#### What the task asks
Go over the entries and report the lines where the word "building" occurs.

Referring expression pointing data:
○ ○ ○ ○ ○
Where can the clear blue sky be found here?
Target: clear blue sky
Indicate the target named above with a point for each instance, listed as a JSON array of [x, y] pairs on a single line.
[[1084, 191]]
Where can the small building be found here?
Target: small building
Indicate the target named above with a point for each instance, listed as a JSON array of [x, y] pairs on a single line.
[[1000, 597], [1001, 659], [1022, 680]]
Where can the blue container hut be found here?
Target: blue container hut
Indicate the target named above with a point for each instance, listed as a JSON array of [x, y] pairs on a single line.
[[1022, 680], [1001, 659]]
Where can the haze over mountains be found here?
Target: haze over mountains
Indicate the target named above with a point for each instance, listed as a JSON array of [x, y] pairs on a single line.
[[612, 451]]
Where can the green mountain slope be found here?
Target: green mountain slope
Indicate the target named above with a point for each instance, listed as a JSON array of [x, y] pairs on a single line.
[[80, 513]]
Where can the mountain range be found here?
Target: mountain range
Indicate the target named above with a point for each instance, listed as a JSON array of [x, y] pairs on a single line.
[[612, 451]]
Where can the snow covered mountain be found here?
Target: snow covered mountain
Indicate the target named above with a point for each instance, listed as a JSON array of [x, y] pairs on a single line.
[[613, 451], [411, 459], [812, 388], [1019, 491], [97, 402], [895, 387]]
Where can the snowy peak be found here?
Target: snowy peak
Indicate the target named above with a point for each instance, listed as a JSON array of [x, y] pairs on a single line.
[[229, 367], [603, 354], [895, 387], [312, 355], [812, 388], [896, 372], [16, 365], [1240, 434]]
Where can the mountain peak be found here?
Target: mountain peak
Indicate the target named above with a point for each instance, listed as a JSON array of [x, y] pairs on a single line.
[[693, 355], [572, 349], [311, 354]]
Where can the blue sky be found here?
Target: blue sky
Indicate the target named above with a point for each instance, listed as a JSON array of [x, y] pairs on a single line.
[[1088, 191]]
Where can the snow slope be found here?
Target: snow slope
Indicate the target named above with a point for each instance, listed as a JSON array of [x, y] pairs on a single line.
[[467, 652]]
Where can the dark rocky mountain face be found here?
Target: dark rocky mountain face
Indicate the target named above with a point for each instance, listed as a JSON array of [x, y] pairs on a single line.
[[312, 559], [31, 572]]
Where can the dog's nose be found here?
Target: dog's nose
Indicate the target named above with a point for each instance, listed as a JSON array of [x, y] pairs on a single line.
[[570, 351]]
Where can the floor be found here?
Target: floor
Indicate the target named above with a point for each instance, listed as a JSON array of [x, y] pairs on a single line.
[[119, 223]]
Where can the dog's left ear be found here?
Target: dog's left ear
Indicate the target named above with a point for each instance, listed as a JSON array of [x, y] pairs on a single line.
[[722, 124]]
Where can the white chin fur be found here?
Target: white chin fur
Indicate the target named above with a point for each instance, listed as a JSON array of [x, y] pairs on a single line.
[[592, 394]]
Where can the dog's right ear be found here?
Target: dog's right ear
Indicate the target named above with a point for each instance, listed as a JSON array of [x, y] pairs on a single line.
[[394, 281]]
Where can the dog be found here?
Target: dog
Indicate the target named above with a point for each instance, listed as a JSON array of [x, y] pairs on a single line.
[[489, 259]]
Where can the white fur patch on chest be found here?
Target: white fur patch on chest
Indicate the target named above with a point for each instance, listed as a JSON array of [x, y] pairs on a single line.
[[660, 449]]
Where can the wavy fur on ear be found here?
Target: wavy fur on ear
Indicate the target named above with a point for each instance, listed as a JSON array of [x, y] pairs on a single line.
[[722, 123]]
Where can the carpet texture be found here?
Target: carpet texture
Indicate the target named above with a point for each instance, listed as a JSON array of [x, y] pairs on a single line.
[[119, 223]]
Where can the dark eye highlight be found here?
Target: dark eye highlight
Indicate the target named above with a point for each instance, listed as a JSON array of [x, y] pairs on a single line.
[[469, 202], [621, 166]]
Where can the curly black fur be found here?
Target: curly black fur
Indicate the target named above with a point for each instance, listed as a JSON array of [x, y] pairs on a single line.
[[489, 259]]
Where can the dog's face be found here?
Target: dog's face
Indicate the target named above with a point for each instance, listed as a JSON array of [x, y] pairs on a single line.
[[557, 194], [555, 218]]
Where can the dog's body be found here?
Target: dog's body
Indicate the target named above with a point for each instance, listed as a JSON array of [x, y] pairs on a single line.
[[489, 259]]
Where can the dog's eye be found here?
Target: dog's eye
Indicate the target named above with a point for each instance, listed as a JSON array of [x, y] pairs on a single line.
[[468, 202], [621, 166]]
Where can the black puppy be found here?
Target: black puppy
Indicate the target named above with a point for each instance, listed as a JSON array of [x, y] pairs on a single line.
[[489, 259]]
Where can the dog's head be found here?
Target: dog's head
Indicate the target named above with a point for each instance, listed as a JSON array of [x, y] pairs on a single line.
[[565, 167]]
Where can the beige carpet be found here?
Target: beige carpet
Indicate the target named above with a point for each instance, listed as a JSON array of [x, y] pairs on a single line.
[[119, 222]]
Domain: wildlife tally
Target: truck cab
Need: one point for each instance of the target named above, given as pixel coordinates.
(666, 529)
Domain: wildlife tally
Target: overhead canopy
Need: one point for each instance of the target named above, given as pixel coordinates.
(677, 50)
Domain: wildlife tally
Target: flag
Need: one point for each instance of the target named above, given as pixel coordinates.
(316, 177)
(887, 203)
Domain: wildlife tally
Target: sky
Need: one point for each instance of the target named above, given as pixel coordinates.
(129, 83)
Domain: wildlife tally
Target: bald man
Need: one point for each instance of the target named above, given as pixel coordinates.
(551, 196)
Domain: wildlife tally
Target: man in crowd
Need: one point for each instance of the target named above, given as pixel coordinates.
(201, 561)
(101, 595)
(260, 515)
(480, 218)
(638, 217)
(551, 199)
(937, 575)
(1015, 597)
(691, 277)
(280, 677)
○ ○ ○ ○ ○
#### Answer area
Where can the small building be found here?
Target: small building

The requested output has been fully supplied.